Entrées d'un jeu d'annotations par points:
*****

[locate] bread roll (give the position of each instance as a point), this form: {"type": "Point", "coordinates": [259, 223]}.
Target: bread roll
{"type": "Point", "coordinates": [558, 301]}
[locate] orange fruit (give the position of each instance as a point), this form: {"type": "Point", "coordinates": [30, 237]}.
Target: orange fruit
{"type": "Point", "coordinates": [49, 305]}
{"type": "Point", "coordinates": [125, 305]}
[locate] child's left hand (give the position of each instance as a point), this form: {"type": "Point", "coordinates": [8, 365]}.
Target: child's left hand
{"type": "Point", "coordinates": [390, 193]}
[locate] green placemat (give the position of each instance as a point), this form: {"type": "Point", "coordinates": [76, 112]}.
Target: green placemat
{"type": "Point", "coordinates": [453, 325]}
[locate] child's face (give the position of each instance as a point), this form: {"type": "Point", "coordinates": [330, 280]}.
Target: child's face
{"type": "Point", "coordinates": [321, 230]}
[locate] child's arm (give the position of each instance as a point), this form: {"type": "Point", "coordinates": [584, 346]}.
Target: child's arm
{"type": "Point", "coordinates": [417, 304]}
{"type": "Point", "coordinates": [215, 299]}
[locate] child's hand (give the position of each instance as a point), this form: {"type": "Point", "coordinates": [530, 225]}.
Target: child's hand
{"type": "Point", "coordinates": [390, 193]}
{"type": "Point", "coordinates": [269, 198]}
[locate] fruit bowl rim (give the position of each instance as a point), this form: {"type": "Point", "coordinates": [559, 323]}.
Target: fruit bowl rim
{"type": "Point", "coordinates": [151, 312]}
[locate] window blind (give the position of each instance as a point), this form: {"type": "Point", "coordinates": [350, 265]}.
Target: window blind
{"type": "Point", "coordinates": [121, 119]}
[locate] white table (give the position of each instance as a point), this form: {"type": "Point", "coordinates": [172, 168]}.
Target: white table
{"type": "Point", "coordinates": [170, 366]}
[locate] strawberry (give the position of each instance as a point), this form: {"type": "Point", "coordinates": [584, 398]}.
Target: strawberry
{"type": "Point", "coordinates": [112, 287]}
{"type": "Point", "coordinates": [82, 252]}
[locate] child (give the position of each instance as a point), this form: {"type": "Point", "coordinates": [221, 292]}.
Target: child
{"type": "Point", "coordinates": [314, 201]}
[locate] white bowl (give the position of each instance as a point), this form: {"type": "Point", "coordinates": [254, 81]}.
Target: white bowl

*****

CONSIGNE
Recopiez toutes ces lignes en renommant « strawberry » en « raspberry » partout, sans rien changer d'autre.

RÉPONSE
[locate] bread roll (give the position of each instance as a point), this form: {"type": "Point", "coordinates": [259, 223]}.
Target: bread roll
{"type": "Point", "coordinates": [558, 301]}
[locate] orange fruit (give the position of each instance as a point), this form: {"type": "Point", "coordinates": [30, 237]}.
Target: orange fruit
{"type": "Point", "coordinates": [49, 305]}
{"type": "Point", "coordinates": [125, 305]}
[locate] child's left hand (give the position of each instance as a point), this form: {"type": "Point", "coordinates": [8, 365]}.
Target: child's left hand
{"type": "Point", "coordinates": [390, 193]}
[locate] green placemat (give the position of each instance as a point), this form: {"type": "Point", "coordinates": [76, 112]}.
Target: green placemat
{"type": "Point", "coordinates": [453, 325]}
[locate] child's face (give the position of each instance as a point), this form: {"type": "Point", "coordinates": [330, 280]}.
Target: child's face
{"type": "Point", "coordinates": [321, 230]}
[locate] child's arm (give the position of each instance as a point), this form: {"type": "Point", "coordinates": [584, 346]}.
Target: child's arm
{"type": "Point", "coordinates": [417, 304]}
{"type": "Point", "coordinates": [215, 299]}
[locate] child's hand (give the position of each instance as a point), this form: {"type": "Point", "coordinates": [530, 225]}.
Target: child's hand
{"type": "Point", "coordinates": [390, 193]}
{"type": "Point", "coordinates": [269, 198]}
[locate] fruit bowl rim (give the position of each instance as a point), this form: {"type": "Point", "coordinates": [559, 323]}.
Target: fruit bowl rim
{"type": "Point", "coordinates": [151, 312]}
[locate] window blind (give the position of each instance as a point), this form: {"type": "Point", "coordinates": [350, 265]}.
Target: window blind
{"type": "Point", "coordinates": [121, 119]}
[locate] white table (give the position of each instance as a point), this form: {"type": "Point", "coordinates": [172, 168]}.
Target: white table
{"type": "Point", "coordinates": [170, 366]}
[locate] raspberry (give the position of each instance as a point), this form: {"type": "Point", "coordinates": [584, 398]}.
Target: raspberry
{"type": "Point", "coordinates": [112, 287]}
{"type": "Point", "coordinates": [82, 252]}
[locate] child (give the position of each instance as a point), this form: {"type": "Point", "coordinates": [221, 292]}.
Target: child
{"type": "Point", "coordinates": [314, 201]}
[locate] white bowl (give the position of each instance as a point), this form: {"type": "Point", "coordinates": [254, 81]}.
Target: white bowl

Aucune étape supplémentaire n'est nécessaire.